> **WHAT YOU ARE ASKED TO DO**: Reproduce the records below exactly as they appear.

> **EXERCISE INPUTS**:
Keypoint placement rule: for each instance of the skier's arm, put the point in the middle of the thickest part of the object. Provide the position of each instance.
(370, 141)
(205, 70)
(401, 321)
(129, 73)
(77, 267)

> **FINISHED EXERCISE**:
Keypoint placement rule: for each instance of the skier's arm, put the point in the middle of the thickest part of the object. Provide the position of each instance.
(370, 141)
(205, 70)
(401, 321)
(129, 73)
(77, 267)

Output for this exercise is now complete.